= Beginning of Section =

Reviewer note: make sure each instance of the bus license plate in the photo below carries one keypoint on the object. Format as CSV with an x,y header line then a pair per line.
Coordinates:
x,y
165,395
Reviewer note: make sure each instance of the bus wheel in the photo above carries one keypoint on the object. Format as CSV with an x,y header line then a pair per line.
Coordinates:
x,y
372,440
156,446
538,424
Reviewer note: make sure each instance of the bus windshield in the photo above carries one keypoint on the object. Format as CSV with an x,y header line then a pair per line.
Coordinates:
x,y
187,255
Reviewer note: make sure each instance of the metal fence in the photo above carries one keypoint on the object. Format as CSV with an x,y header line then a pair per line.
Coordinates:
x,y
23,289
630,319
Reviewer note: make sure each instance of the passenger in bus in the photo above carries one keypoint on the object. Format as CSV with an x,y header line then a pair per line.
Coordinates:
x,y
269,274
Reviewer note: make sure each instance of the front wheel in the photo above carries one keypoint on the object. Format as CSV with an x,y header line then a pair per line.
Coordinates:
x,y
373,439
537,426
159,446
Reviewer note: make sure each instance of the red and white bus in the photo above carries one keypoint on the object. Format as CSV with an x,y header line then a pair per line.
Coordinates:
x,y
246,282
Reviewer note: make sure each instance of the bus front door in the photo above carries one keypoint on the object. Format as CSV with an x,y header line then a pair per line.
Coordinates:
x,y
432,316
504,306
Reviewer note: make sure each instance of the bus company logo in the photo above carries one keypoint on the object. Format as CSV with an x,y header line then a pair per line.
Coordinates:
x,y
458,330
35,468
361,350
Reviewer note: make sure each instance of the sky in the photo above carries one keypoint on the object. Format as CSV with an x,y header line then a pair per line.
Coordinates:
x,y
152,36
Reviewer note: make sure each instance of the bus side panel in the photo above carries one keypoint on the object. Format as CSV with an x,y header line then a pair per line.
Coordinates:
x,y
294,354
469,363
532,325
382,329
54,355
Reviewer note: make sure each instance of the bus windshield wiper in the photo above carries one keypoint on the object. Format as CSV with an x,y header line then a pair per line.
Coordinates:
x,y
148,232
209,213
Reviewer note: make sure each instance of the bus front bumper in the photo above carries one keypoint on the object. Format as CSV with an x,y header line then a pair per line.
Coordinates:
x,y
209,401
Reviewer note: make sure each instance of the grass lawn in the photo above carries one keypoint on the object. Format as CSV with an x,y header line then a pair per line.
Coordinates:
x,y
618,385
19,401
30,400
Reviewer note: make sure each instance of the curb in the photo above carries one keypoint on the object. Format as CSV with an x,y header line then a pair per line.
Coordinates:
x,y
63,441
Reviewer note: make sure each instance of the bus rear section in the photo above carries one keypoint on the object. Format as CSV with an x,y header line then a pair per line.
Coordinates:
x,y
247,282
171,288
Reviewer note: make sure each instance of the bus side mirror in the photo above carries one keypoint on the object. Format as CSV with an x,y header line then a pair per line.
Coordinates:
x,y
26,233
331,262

= End of Section =

» **Aim of the exercise**:
Print the data above exactly as it was provided.

» **Solution to this exercise**:
Reviewer note: make sure each instance of the bus license plate in the photo below carries one keypoint on the object. Format as CSV with an x,y header line then a pair per line.
Coordinates:
x,y
165,395
Reviewer note: make sure each instance of the bus wheel in the photo above carries one keypoint on the object. Format as CSV with an x,y header line then a pair per line.
Coordinates:
x,y
372,440
156,446
538,424
Reviewer note: make sure each instance of the bus windshield in the photo above carries one keypoint on the object. Format as CSV with an x,y header line then a pair per line.
Coordinates:
x,y
187,255
Reviewer note: make sure each instance of the metal fence in the photo above carries one keypoint on the object. Format as CSV with an x,y header line then a pair per line.
Coordinates:
x,y
23,289
630,319
Reviewer note: make sure each instance of the passenger in bus in the photo above carries one keypoint on the object. Format as CSV with an x,y header line then a pair per line.
Coordinates:
x,y
269,274
Reviewer note: make sure each instance of the front wheel in the photo above carries one keypoint on the object. Format as CSV with an x,y header line then a pair per line.
Coordinates:
x,y
373,439
537,426
159,446
Reviewer note: make sure each instance of the red and white bus in the photo above carries one keypoint on the object. Format as CSV with an x,y header line then a pair per line.
Coordinates:
x,y
246,282
Reviewer note: make sure each instance of the bus front door in the photo above carries one keypoint on the object. Format as CSV with an x,y header line then a pair per line.
Coordinates:
x,y
432,316
504,306
Reviewer note: make sure each instance of the bus company logo in the photo above carries one keypoint on the object. Format as CSV with an x,y header line then a pair per line.
Coordinates:
x,y
458,330
35,468
361,350
Reviewer note: make sure each instance of the sky in the photo above carries one keypoint on the object. Format as CSV with an x,y header line then a pair per line.
Coordinates:
x,y
152,36
Reviewer note: make sure each instance of the bus side panel in the photo above carries one keypoint on the object. Format as CSV with an x,y header line then a pair per line.
Coordinates:
x,y
294,354
469,363
532,325
382,329
54,355
Reviewer note: make sure each instance of the bus windshield wiper in the photo above carries one keypoint on the object. Format as CSV with an x,y header line then a pair per line.
Coordinates:
x,y
148,232
209,213
Reviewer note: make sure each instance of the bus front bumper in the photo above carries one keypoint on the object. Format as CSV with an x,y header line then a pair per line.
Coordinates:
x,y
209,401
Reviewer note: make sure each instance of the grass lawn in the photo above carries one keypoint on the object. Format as CSV with an x,y header line then a pair per line.
Coordinates:
x,y
618,385
19,401
30,400
Reviewer note: make sure each instance of the curb in the photo above carries one keypoint on the object. Format as CSV with an x,y header line then a pair per line.
Coordinates:
x,y
63,441
Reviewer note: make sure each instance of the bus rear section in the photo above carries one keypoint on the object. Format as CSV with an x,y header line then a pair per line.
Coordinates:
x,y
247,282
171,288
Reviewer note: make sure each instance of the bus side mirror in the photo above carries one keypoint on the object. Format as CSV with an x,y header line then a pair per line.
Coordinates:
x,y
26,233
331,262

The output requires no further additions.